### Exercise brief
Rewrite the material from the line containing "Task: indicate the yellow" through the line containing "[(453, 317), (512, 174)]", keeping every line. Multiply each point coordinate in the answers by 1.95 and round to whole numbers, halves up, but leave the sample coordinates in the formatting hints unchanged; give only these lines and leave out the pictures.

### Supplied records
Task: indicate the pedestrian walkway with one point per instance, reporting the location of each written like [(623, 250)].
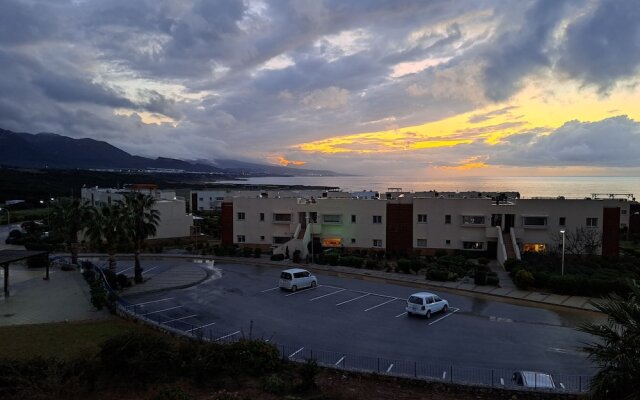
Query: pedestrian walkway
[(33, 300)]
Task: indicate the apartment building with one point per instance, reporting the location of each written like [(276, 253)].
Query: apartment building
[(500, 225), (174, 221)]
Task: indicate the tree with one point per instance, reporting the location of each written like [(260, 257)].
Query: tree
[(617, 349), (580, 241), (68, 217), (107, 226), (142, 222)]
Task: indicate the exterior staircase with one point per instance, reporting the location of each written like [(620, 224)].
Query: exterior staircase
[(508, 245)]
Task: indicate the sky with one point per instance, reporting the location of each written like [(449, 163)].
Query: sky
[(423, 88)]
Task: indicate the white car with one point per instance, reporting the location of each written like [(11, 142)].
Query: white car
[(296, 278), (425, 303)]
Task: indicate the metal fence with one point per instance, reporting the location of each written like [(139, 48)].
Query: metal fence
[(441, 372)]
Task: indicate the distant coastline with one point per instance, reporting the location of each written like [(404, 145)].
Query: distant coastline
[(568, 186)]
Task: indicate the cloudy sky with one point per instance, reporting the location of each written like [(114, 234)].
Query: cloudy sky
[(406, 87)]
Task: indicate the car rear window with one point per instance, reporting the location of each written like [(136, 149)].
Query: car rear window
[(285, 275)]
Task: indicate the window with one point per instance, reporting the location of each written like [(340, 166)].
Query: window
[(282, 218), (534, 221), (473, 219), (472, 245), (331, 218)]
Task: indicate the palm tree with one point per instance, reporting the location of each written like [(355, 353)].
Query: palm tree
[(617, 350), (107, 226), (142, 222), (68, 217)]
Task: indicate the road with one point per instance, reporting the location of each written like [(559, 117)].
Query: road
[(352, 316)]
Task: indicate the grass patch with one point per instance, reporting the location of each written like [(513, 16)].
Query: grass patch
[(61, 340)]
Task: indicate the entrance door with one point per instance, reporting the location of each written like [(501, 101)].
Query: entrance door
[(509, 222)]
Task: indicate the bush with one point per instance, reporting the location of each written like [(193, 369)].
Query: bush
[(138, 358), (523, 279), (480, 278)]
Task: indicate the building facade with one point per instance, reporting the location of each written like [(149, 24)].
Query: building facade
[(500, 225)]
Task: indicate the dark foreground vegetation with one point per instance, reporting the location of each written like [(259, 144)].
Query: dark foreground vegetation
[(120, 360)]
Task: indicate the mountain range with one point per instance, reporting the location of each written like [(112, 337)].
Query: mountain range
[(50, 150)]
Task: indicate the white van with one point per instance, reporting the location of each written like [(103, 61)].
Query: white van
[(425, 303), (296, 278)]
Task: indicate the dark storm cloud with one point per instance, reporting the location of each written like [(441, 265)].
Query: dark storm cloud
[(604, 45), (516, 54), (613, 142)]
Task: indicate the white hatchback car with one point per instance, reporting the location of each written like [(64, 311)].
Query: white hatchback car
[(425, 303), (296, 278)]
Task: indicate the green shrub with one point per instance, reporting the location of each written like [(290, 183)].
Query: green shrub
[(523, 279), (480, 278), (138, 358)]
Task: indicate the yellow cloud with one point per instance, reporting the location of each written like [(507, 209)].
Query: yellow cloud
[(541, 107)]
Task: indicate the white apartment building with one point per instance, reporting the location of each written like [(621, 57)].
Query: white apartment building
[(174, 221), (401, 221)]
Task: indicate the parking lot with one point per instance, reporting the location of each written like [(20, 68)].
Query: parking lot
[(358, 317)]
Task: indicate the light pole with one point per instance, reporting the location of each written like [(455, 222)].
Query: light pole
[(48, 211), (8, 215), (562, 231)]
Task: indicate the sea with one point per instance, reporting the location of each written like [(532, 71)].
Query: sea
[(528, 186)]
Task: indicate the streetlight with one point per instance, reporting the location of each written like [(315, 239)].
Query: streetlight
[(562, 231), (48, 213), (8, 215)]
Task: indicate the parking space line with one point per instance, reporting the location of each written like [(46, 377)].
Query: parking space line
[(150, 269), (381, 304), (154, 301), (200, 327), (163, 310), (226, 336), (348, 301), (296, 352), (400, 315), (455, 310), (300, 291), (329, 294), (179, 319)]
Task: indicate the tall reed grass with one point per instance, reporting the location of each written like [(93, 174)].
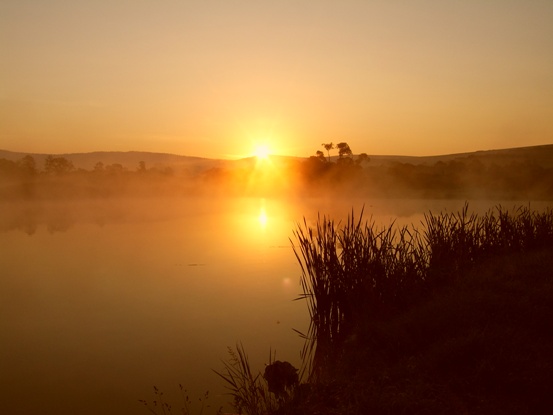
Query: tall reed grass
[(355, 271)]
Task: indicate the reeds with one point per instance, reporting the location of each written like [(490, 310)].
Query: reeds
[(354, 271), (249, 391)]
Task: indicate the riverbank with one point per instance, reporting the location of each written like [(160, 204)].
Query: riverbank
[(481, 345)]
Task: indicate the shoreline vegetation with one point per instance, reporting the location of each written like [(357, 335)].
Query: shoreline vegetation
[(453, 317), (512, 174)]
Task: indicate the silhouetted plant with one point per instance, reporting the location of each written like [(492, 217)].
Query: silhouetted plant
[(160, 406), (354, 272), (250, 391)]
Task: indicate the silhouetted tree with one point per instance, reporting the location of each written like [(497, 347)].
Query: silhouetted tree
[(320, 155), (328, 147), (58, 165), (344, 150)]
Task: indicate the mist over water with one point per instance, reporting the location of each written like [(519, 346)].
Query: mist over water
[(101, 300)]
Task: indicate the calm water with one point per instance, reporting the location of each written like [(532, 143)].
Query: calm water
[(99, 301)]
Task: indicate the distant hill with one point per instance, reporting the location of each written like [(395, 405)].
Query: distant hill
[(128, 159), (540, 155)]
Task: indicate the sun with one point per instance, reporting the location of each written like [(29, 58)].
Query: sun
[(262, 151)]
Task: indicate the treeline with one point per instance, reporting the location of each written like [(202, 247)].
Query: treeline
[(343, 174)]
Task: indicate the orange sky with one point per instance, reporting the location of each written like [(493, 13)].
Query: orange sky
[(213, 78)]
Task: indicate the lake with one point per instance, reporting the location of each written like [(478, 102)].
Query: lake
[(102, 300)]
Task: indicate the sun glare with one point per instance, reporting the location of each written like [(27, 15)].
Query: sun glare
[(262, 151)]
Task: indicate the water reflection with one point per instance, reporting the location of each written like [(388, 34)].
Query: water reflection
[(107, 299), (262, 215)]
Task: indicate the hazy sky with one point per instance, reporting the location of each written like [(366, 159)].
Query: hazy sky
[(213, 78)]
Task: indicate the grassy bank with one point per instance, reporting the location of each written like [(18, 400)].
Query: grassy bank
[(481, 345), (454, 316)]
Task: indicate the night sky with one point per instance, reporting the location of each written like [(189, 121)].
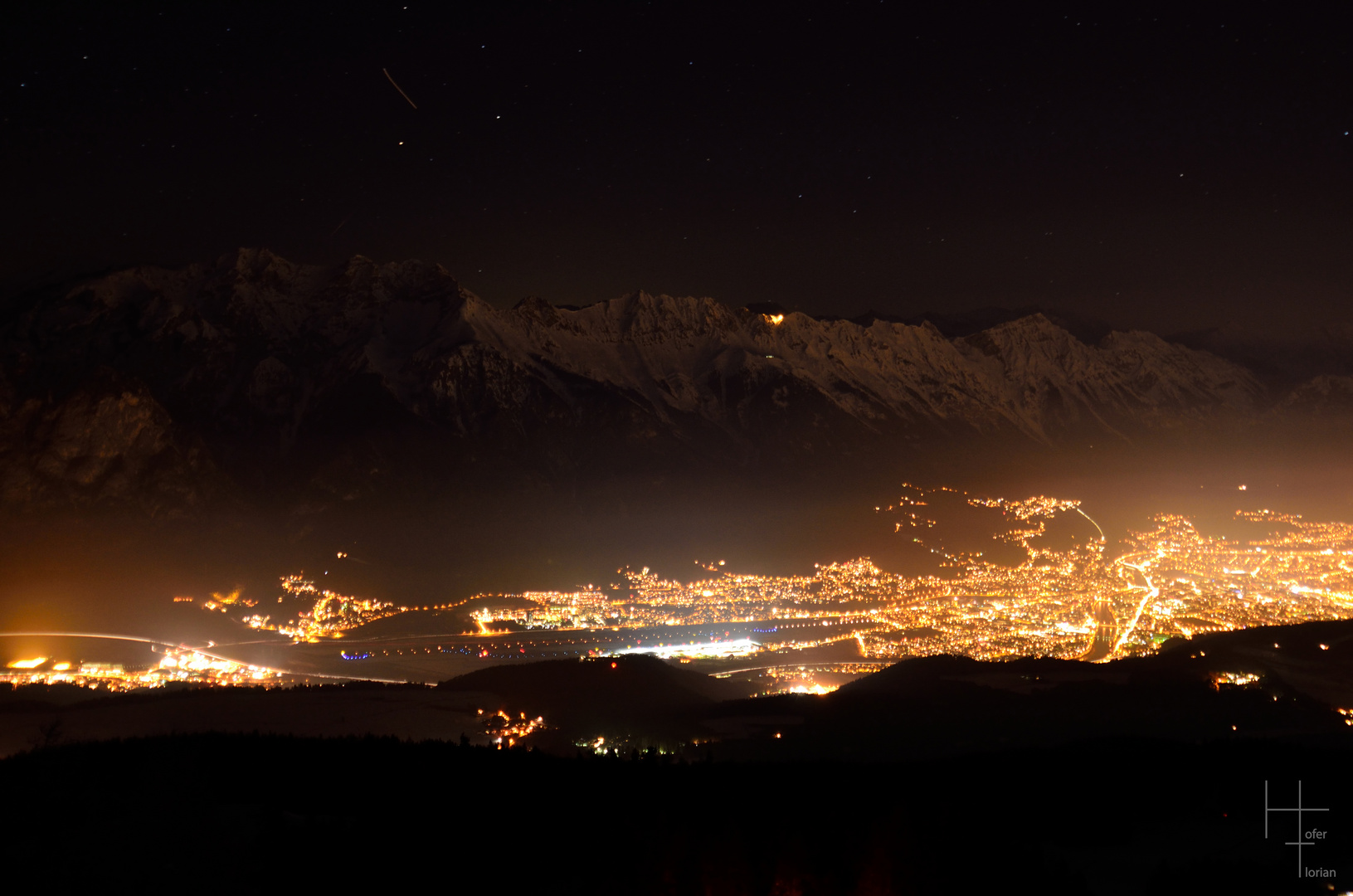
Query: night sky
[(1153, 168)]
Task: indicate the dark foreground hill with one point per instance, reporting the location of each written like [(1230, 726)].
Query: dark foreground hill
[(934, 776), (260, 814)]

### Written response
Task: indicate the yellow cloud with one point per instance, reporting the location of each written like [(507, 209)].
Query: yellow cloud
[(1055, 209)]
Task: indicate the white apartment building with one point per instance, reporting the location of each written like [(621, 57)].
Query: white apartment building
[(339, 431), (782, 431)]
Task: indicate the parking lot with one point per instance, reporting the location of each written like [(20, 68)].
Query: parking lot
[(698, 618)]
Task: indicate the light pole with one point per instance, reporting the location of each written like [(455, 222)].
Query: light pole
[(94, 411), (16, 419), (1096, 450)]
Task: indicate the sea with one point per instance, reporting the location of each written like [(532, 71)].
Query: sea
[(1030, 363)]
Task: indicate the streetlight with one point per instance, reporting the location of each written like [(315, 239)].
Query: streetlight
[(1096, 450), (94, 415), (16, 419)]
Task: indicate the parking space line with one point per instance, reporting the location of each written like [(46, 377)].
Query: parking space line
[(293, 525), (743, 593), (300, 587), (390, 638), (318, 605), (441, 655), (679, 587), (577, 686), (780, 614), (887, 605), (585, 567), (642, 573), (349, 622)]
Task: indicate the tall reed grass with one point per instance, reporting the location of each written like [(93, 174)].
Query: tall reed grass
[(692, 528)]
Task: indicate the reeds with one point per instance, reporting the location of each written like [(490, 310)].
Query: reeds
[(690, 528), (486, 762)]
Task: indicate the riverbank with one point per instance, reporting the location of each written like [(160, 204)].
Query: riverbank
[(938, 673)]
Task: indicate the shoreline vegetation with one point per instance, reporting the location of each written like [(357, 335)].
Query: shoreline vegetation
[(883, 618), (998, 339)]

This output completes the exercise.